Repeat the material below exactly, line for line.

Items from a dataset
========================================================================
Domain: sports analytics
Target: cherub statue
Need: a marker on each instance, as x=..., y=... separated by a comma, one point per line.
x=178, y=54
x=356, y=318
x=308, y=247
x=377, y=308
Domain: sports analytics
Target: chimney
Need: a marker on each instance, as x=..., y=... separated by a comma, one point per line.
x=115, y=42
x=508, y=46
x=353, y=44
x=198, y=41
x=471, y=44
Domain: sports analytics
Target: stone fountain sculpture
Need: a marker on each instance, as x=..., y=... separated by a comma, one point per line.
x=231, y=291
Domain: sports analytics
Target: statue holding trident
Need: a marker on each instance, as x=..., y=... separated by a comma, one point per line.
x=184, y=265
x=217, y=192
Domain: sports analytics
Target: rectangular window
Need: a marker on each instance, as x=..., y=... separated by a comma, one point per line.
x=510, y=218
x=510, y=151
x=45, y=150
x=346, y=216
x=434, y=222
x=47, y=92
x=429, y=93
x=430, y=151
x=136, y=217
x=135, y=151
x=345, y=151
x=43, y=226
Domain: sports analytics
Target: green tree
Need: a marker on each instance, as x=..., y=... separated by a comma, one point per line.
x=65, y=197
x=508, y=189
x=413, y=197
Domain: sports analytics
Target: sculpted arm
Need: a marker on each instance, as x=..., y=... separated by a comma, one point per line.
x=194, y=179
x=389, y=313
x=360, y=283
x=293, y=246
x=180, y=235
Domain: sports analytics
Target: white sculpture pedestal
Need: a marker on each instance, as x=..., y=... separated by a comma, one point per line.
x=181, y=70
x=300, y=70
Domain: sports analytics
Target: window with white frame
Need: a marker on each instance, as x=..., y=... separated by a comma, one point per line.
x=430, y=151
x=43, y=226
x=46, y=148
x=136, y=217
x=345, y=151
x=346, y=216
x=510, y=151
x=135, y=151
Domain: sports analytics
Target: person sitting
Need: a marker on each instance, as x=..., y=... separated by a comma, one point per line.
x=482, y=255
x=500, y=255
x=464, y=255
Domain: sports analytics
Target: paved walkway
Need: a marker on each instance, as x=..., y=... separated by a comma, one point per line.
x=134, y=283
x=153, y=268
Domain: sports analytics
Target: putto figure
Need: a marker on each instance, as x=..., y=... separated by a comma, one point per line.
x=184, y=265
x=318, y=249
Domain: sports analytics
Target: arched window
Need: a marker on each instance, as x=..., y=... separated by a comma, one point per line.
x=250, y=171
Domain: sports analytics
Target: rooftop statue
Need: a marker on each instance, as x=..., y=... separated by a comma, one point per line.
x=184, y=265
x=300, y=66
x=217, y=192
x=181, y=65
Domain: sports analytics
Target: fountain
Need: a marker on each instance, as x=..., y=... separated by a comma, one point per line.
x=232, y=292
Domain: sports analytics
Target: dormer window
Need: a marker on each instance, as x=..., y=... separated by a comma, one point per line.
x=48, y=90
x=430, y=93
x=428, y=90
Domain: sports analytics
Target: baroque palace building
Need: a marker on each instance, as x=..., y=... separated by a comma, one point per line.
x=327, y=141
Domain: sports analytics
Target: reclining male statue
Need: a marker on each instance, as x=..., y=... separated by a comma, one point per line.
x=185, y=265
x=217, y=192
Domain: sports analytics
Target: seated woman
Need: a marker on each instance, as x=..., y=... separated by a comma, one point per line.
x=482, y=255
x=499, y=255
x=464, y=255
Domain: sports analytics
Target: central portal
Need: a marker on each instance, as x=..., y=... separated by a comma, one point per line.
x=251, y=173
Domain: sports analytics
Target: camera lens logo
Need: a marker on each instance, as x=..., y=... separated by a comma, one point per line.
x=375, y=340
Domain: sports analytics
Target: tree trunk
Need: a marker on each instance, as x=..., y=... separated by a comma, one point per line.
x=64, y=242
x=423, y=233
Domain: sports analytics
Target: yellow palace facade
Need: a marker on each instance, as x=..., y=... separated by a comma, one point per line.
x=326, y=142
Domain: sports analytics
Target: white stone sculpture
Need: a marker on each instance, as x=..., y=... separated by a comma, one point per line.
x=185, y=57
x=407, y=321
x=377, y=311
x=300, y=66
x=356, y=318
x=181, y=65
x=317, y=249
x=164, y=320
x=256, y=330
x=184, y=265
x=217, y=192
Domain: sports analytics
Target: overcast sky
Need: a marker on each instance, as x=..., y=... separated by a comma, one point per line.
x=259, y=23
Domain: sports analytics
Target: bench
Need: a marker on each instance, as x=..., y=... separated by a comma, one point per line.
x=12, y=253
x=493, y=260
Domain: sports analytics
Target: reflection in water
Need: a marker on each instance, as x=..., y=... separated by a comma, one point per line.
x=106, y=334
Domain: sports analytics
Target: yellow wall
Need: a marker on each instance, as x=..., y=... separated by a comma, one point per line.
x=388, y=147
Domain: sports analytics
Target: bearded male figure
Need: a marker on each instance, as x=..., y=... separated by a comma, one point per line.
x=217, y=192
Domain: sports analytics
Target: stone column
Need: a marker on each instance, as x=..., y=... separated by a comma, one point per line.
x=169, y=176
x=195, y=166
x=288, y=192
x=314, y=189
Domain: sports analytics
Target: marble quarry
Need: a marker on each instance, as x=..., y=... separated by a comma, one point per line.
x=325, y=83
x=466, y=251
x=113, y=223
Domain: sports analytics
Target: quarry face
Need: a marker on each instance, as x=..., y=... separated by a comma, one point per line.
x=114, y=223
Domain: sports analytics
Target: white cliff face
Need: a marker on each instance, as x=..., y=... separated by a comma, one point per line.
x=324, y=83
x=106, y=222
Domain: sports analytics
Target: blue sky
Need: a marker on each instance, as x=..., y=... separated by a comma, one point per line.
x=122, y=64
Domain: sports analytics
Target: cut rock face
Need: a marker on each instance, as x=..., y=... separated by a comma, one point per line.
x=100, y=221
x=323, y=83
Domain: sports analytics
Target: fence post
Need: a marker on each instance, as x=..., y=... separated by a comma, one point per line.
========================================================================
Solution to the problem
Domain: sports analytics
Target: cherub statue
Need: a marker on each instance, as x=..., y=... separated by a comma, one point per line.
x=178, y=54
x=356, y=318
x=308, y=247
x=377, y=308
Domain: sports analytics
Target: chimney
Need: a marker on each instance, as x=..., y=... separated by a comma, one point per line.
x=115, y=42
x=508, y=46
x=353, y=44
x=198, y=41
x=471, y=44
Domain: sports analytics
Target: stone fountain sculpture
Need: a marker on each instance, as x=..., y=... separated by a comma, one point per line.
x=231, y=291
Domain: sports analytics
Target: statue holding trident
Need: a marker on each instance, as x=..., y=... separated by a comma, one point per line.
x=184, y=265
x=217, y=192
Domain: sports analytics
Target: rectangular window
Need: a marker on each instance, as x=..., y=... separated by a comma, one point per line.
x=510, y=218
x=510, y=151
x=45, y=150
x=346, y=216
x=434, y=222
x=47, y=92
x=429, y=93
x=430, y=151
x=136, y=217
x=135, y=151
x=345, y=151
x=43, y=226
Domain: sports analytics
Target: green tree
Need: a marker on each instance, as x=..., y=... separated by a comma, one point per line.
x=65, y=197
x=508, y=189
x=413, y=197
Domain: sports analytics
Target: sculpted arm
Need: a marker on each instance, as x=..., y=... separated by a comma, one point per line.
x=194, y=179
x=389, y=313
x=360, y=283
x=293, y=246
x=180, y=235
Domain: sports analytics
Target: white sculpture pedestal
Need: a marker on each instance, as x=..., y=... separated by a comma, one point per line.
x=181, y=70
x=300, y=70
Domain: sports analytics
Target: window with white frame
Need: a marker on each instance, as x=..., y=... separated by a comma, one point per line.
x=430, y=151
x=43, y=226
x=46, y=148
x=136, y=217
x=345, y=151
x=346, y=216
x=510, y=151
x=135, y=151
Domain: sports analytics
Target: person sitting
Need: a marker on each instance, as x=..., y=... separated by a comma, one point per line.
x=482, y=255
x=500, y=255
x=464, y=255
Domain: sports analytics
Target: paved walkway
Need: a marker on each instance, as x=..., y=... separated by a comma, one point per line.
x=134, y=283
x=153, y=268
Domain: sports analytics
Target: putto figure
Need: a marker on each instance, as x=..., y=... separated by a comma, one point per line.
x=184, y=265
x=318, y=249
Domain: sports analytics
Target: arched window
Need: a marker on each instance, as x=..., y=... separated by a comma, one point per line.
x=250, y=171
Domain: sports analytics
Target: rooftop statue
Need: a marker on each instance, as x=..., y=... separated by a comma, one point per line.
x=184, y=265
x=300, y=66
x=217, y=192
x=181, y=65
Domain: sports analytics
Target: fountain
Need: a marker on each instance, as x=..., y=... separated by a comma, one point per line.
x=232, y=292
Domain: sports analytics
Target: dormer window
Need: a marker on each instance, as x=..., y=... separated by a comma, one point per line.
x=48, y=90
x=430, y=93
x=428, y=90
Domain: sports analytics
Target: baroque palace building
Need: a marker on each instance, as x=..., y=... separated by a comma, one point per line.
x=327, y=141
Domain: sports analytics
Target: reclining male statue
Need: a marker on each instance, as x=..., y=... separated by a comma, one point per line.
x=185, y=265
x=217, y=192
Domain: sports analytics
Target: seated woman
Need: a marker on each instance, as x=..., y=... separated by a comma, one point per line.
x=482, y=255
x=499, y=255
x=464, y=255
Domain: sports analytics
Target: central portal
Need: a marker on each instance, as x=..., y=... separated by a comma, one point per line.
x=251, y=173
Domain: sports analytics
Target: camera lens logo
Need: a marker on each instance, as x=..., y=... separated by a comma, one point per line.
x=375, y=340
Domain: sports analytics
Target: tree trunk
Need: a marker on each instance, as x=..., y=... separated by a comma, one point per line.
x=64, y=242
x=423, y=233
Domain: sports analytics
Target: yellow palace facade
Need: a marker on each instance, as x=..., y=... separated by a comma, one point per line.
x=326, y=142
Domain: sports analytics
Target: white stone sculpture
Need: a marker on each instance, as x=..., y=... separated by a comma, one point per line.
x=185, y=57
x=407, y=321
x=377, y=311
x=300, y=66
x=356, y=318
x=181, y=65
x=317, y=249
x=164, y=320
x=256, y=330
x=184, y=265
x=217, y=192
Domain: sports analytics
Target: overcast sky
Need: a marker on each instance, as x=..., y=... separated by a comma, one point per line.
x=259, y=23
Domain: sports analytics
Target: bench
Need: a marker on each instance, as x=..., y=... separated by a comma, one point per line.
x=12, y=253
x=493, y=260
Domain: sports analytics
Target: reflection in water
Need: a marker on each instance, as x=..., y=... separated by a comma, one point per line.
x=106, y=334
Domain: sports analytics
Target: yellow wall
Need: a marker on each instance, as x=..., y=... separated by a comma, one point per line.
x=388, y=147
Domain: sports analytics
Target: bearded male figure
Need: a marker on each instance, as x=..., y=... separated by a comma, one point per line.
x=217, y=192
Domain: sports analytics
Target: stone column
Need: a marker on each instance, as x=..., y=... separated by a comma, one point per line.
x=169, y=176
x=195, y=166
x=288, y=192
x=314, y=189
Domain: sports analytics
Target: marble quarry
Need: a marker on each instance, as x=..., y=... separated by a comma, one point per line.
x=325, y=83
x=466, y=251
x=113, y=223
Domain: sports analytics
Target: quarry face
Need: a marker on each instance, as x=..., y=... separated by a comma, one point per line.
x=114, y=223
Domain: sports analytics
Target: white cliff face
Need: a marker on each instance, as x=..., y=... separated by a comma, one point per line.
x=324, y=83
x=106, y=222
Domain: sports analytics
Target: blue sky
Need: a marker on each instance, as x=..., y=... separated by a comma, one point per line.
x=122, y=64
Domain: sports analytics
Target: cut rock face
Need: a marker on each instance, as x=..., y=... separated by a comma, one point per line.
x=100, y=221
x=323, y=83
Domain: sports analytics
Target: fence post
Need: a marker on each instance, as x=..., y=... separated by a comma, one point per line.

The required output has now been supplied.